-------- Passage provided
Fidelity Investments reported Thursday that a 65-year-old couple retiring this year can expect an estimated $275,000 in health care and medical expenses throughout retirement.
Fidelity’s annual analysis of retirees’ health care costs represented a 6% increase over last year’s estimate but a whopping 70% increase since its initial retiree health care cost estimate in 2002.
The $15,000 increase over the 2016 estimate reflects general market trends and expectations for health care costs across monthly expenses associated with Medicare premiums, Medicare copayments and deductibles, and prescription drug out-of-pocket expenses, according to the report.
It assumes enrollment in Medicare health coverage, but does not include the added expenses of nursing home or long-term care.
“With ongoing uncertainty across the health care landscape, it’s more important than ever for individuals to educate themselves on steps they can take to prepare for their health care needs in retirement,” Adam Stavisky, senior vice president at Fidelity Benefits Consulting, said in a statement.
“These expenses are only expected to increase in the future, so it’s critical that people include health care as a significant part of their retirement plan.”
Fidelity’s new estimate was based on a hypothetical 65-year-old couple retiring in 2017, with life expectancies that align with Society of Actuaries’ RP-2014 Healthy Annuitant rates with Mortality Improvements Scale MP-2016. The estimate was net of taxes.
The calculation assumed individuals did not have employer-provided retiree health care coverage but did qualify for Original Medicare. The calculation included cost-sharing provisions associated with Medicare Parts A and B, as well as Medicare Part D premiums and out-of-pocket costs, and certain services excluded by Original Medicare.
----------------
== Actions to take ==
1) Can you extract the portion of the passage on retiree health care costs from "Fidelity Investments reported" up to and including "to the report."?
2) Answer these questions from the passage on retiree health care costs:
(a) What total health care cost does Fidelity estimate for a 65-year-old couple retiring this year?
(b) In what year did Fidelity make its first retiree health care cost estimate?
(c) What is Adam Stavisky's position?
The material that comes next has no connection to the passage on retiree health care costs.
-------- Data extract
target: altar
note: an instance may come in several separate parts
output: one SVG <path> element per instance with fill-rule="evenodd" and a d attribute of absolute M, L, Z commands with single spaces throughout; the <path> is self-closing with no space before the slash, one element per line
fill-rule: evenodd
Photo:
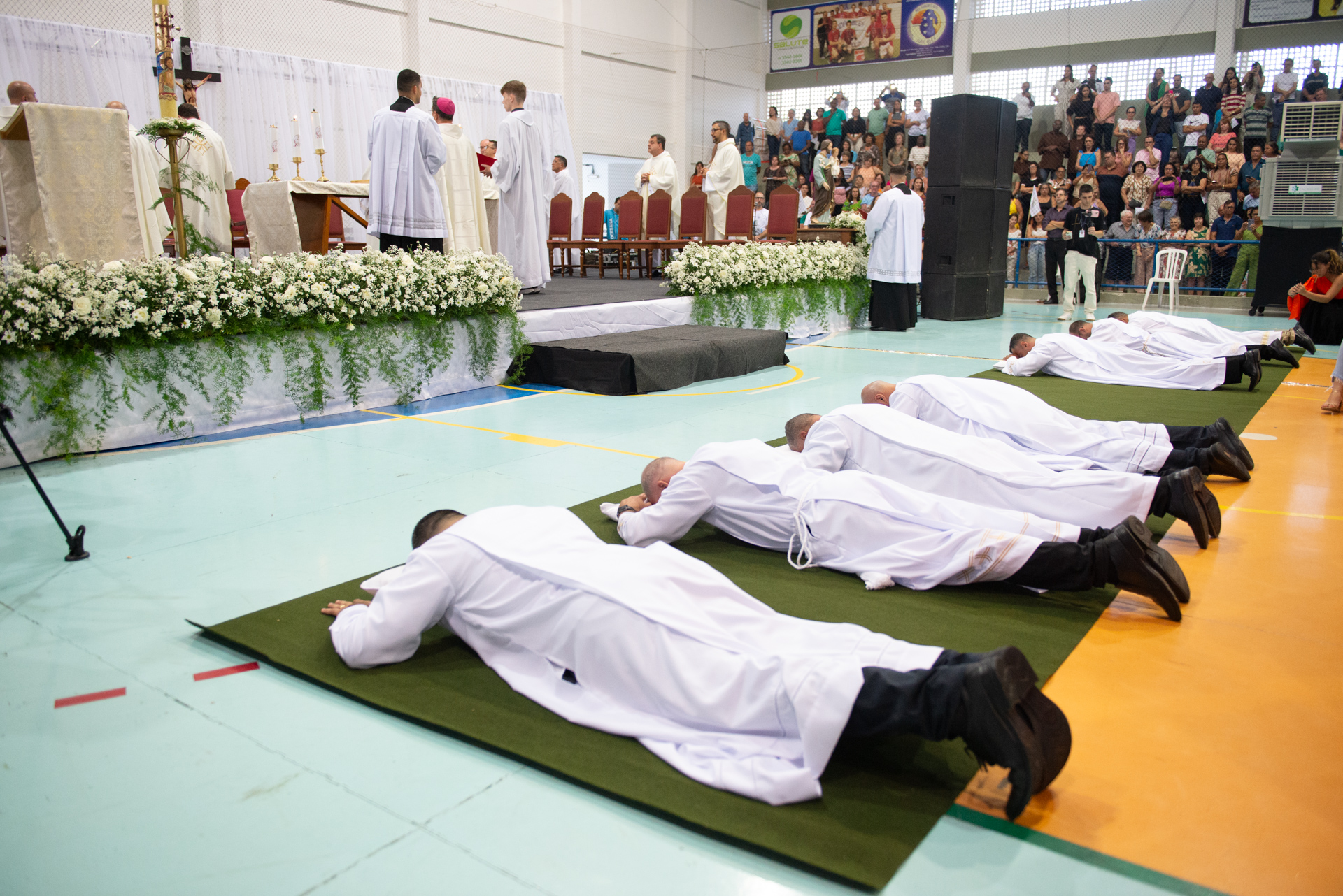
<path fill-rule="evenodd" d="M 313 252 L 326 255 L 332 215 L 349 215 L 364 220 L 342 199 L 367 199 L 368 184 L 338 181 L 265 181 L 248 184 L 243 192 L 243 217 L 251 254 L 287 255 Z"/>

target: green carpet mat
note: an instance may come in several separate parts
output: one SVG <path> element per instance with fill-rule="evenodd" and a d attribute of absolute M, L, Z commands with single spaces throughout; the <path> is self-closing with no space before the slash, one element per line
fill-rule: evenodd
<path fill-rule="evenodd" d="M 1281 381 L 1275 368 L 1266 368 L 1265 374 L 1264 385 L 1252 394 L 1095 386 L 1053 377 L 1013 378 L 1013 384 L 1081 416 L 1193 424 L 1225 414 L 1240 429 Z M 600 515 L 598 504 L 634 491 L 637 487 L 572 510 L 599 537 L 615 542 L 615 523 Z M 857 577 L 825 569 L 799 573 L 782 554 L 749 547 L 705 524 L 692 528 L 677 547 L 783 613 L 857 622 L 958 651 L 1015 644 L 1042 677 L 1058 668 L 1115 593 L 1095 589 L 1035 596 L 1001 583 L 868 592 Z M 633 739 L 569 724 L 514 693 L 443 629 L 426 633 L 420 649 L 406 663 L 346 668 L 326 634 L 330 617 L 318 609 L 336 598 L 363 597 L 359 581 L 208 626 L 205 633 L 368 706 L 747 849 L 868 888 L 890 880 L 975 771 L 959 740 L 886 738 L 841 747 L 826 769 L 821 799 L 768 806 L 714 790 L 682 777 Z M 1158 624 L 1155 608 L 1152 614 Z"/>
----------------
== Completed exercise ==
1)
Fidelity Investments reported Thursday that a 65-year-old couple retiring this year can expect an estimated $275,000 in health care and medical expenses throughout retirement.
Fidelity’s annual analysis of retirees’ health care costs represented a 6% increase over last year’s estimate but a whopping 70% increase since its initial retiree health care cost estimate in 2002.
The $15,000 increase over the 2016 estimate reflects general market trends and expectations for health care costs across monthly expenses associated with Medicare premiums, Medicare copayments and deductibles, and prescription drug out-of-pocket expenses, according to the report.

2)
(a) An estimated $275,000.
(b) 2002.
(c) Senior vice president at Fidelity Benefits Consulting.